## start DATASET RECORDS
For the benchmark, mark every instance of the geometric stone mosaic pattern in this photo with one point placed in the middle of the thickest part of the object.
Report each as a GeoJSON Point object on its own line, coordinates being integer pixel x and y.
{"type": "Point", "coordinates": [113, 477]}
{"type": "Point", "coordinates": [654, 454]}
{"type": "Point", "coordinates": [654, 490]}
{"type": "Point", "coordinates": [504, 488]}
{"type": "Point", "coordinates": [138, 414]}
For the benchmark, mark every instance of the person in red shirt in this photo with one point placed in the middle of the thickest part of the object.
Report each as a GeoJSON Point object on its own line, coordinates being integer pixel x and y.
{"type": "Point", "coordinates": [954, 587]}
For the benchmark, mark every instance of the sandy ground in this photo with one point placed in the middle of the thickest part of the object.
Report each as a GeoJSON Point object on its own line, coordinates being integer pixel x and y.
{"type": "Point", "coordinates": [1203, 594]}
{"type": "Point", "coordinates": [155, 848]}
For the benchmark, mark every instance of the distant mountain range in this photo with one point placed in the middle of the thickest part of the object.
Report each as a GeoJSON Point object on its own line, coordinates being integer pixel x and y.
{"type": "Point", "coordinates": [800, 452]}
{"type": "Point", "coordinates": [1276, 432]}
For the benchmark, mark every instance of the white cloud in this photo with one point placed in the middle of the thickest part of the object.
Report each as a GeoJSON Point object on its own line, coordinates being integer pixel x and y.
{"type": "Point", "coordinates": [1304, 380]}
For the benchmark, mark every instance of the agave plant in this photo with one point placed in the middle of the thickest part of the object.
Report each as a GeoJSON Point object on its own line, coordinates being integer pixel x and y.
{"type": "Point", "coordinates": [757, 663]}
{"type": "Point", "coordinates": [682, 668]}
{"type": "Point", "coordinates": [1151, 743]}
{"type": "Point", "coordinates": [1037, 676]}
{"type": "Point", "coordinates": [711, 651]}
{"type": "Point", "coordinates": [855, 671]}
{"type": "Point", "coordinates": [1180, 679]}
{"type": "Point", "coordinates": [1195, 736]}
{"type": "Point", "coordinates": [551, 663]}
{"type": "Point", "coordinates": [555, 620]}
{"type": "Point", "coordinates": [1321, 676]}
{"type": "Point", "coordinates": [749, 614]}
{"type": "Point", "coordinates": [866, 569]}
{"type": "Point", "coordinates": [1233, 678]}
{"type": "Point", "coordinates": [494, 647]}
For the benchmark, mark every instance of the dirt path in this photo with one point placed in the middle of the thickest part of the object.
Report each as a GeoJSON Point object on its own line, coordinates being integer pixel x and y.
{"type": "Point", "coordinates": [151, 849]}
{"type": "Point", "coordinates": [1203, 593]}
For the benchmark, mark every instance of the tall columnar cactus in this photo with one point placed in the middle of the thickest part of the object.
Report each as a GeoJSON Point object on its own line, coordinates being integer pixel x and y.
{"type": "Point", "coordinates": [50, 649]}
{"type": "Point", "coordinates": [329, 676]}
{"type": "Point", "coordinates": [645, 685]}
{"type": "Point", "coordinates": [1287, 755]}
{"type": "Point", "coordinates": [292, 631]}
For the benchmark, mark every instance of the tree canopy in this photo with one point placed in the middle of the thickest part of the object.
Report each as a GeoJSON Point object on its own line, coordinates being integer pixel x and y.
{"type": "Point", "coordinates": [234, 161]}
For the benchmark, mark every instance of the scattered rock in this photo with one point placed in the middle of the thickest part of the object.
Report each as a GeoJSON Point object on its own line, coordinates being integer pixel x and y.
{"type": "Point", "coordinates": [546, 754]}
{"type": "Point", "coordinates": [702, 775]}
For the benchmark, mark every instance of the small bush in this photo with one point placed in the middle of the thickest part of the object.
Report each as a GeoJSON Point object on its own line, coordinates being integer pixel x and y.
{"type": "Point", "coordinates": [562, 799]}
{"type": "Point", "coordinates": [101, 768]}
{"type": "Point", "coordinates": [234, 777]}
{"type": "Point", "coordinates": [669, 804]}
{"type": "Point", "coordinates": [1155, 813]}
## end DATASET RECORDS
| WHAT TO DO |
Copy the data above line for line, with no changes.

| SOLVED EXERCISE |
For the benchmark, mark every instance of the geometric stone mosaic pattern in this photo with one point placed in the middle of the thickest part of the object.
Report each as a GeoJSON Point object on its own line, coordinates being integer pixel x and y.
{"type": "Point", "coordinates": [113, 477]}
{"type": "Point", "coordinates": [654, 454]}
{"type": "Point", "coordinates": [654, 490]}
{"type": "Point", "coordinates": [504, 488]}
{"type": "Point", "coordinates": [138, 414]}
For the benchmark, mark every instance of the person in red shirt in this photo with one point placed in the middle of the thickest part of the object.
Report each as a GeoJSON Point object on its own line, coordinates being integer pixel x and y.
{"type": "Point", "coordinates": [954, 587]}
For the benchmark, mark every instance of the sandy ground in this photo with one point placed in the middle of the thickest part of the object.
Report each as a GeoJSON Point object on its own line, coordinates being integer pixel x and y.
{"type": "Point", "coordinates": [1203, 594]}
{"type": "Point", "coordinates": [155, 848]}
For the benchmark, mark every instance of the distant mountain range in this photo with one point placed in the middle of the thickest part of the object.
Report each as a GeoJSON Point object on its own line, coordinates being integer pixel x and y.
{"type": "Point", "coordinates": [800, 452]}
{"type": "Point", "coordinates": [1276, 432]}
For the benchmark, mark every instance of the white cloud in this photo with one point placed in the middle of the thickest part of the object.
Report each as a GeoJSON Point object on its own line, coordinates being integer pixel x and y.
{"type": "Point", "coordinates": [1304, 380]}
For the benchmark, mark every instance of the agave plant in this photo with one point placed in the middle of the thickest part of the object.
Report each as a GeoJSON Point object on its own line, coordinates being integer pixel x and y.
{"type": "Point", "coordinates": [757, 663]}
{"type": "Point", "coordinates": [682, 668]}
{"type": "Point", "coordinates": [1151, 743]}
{"type": "Point", "coordinates": [1037, 676]}
{"type": "Point", "coordinates": [711, 651]}
{"type": "Point", "coordinates": [855, 671]}
{"type": "Point", "coordinates": [1180, 679]}
{"type": "Point", "coordinates": [1195, 736]}
{"type": "Point", "coordinates": [551, 663]}
{"type": "Point", "coordinates": [555, 620]}
{"type": "Point", "coordinates": [1321, 676]}
{"type": "Point", "coordinates": [749, 614]}
{"type": "Point", "coordinates": [866, 569]}
{"type": "Point", "coordinates": [1233, 678]}
{"type": "Point", "coordinates": [494, 647]}
For the benchmark, mark every instance of the dirt path in this photo with one point placed in the middle of the thickest part of the object.
Report each as a GeoJSON Point object on its own line, coordinates being integer pixel x and y.
{"type": "Point", "coordinates": [151, 849]}
{"type": "Point", "coordinates": [1203, 593]}
For the benchmark, mark every instance of the tall columnar cactus in this photo with one point placed in the middle of the thickest part of the object.
Report each as a GeoJSON Point object on its own line, coordinates being integer pixel x and y.
{"type": "Point", "coordinates": [50, 649]}
{"type": "Point", "coordinates": [329, 676]}
{"type": "Point", "coordinates": [645, 685]}
{"type": "Point", "coordinates": [1287, 755]}
{"type": "Point", "coordinates": [292, 631]}
For the benchmark, mark every instance of the tree canopy in this photo with one point placed in the middle of the thickest part of the object.
Report each as a GeoJSON Point object on its own line, coordinates being integer pixel x and y.
{"type": "Point", "coordinates": [234, 161]}
For the benchmark, mark every instance of the scattered rock in this photo with one point placed in the middle of the thickest part of the object.
Report each as a GeoJSON Point object on its own line, coordinates being integer pixel x and y.
{"type": "Point", "coordinates": [546, 754]}
{"type": "Point", "coordinates": [702, 775]}
For the benchmark, mark every instance of the small bush in this photo with one point placed in the middle of the thickest part of the object.
Report each as a GeoJSON Point object on its own line, coordinates being integer pixel x and y.
{"type": "Point", "coordinates": [562, 799]}
{"type": "Point", "coordinates": [101, 768]}
{"type": "Point", "coordinates": [234, 777]}
{"type": "Point", "coordinates": [669, 804]}
{"type": "Point", "coordinates": [1155, 813]}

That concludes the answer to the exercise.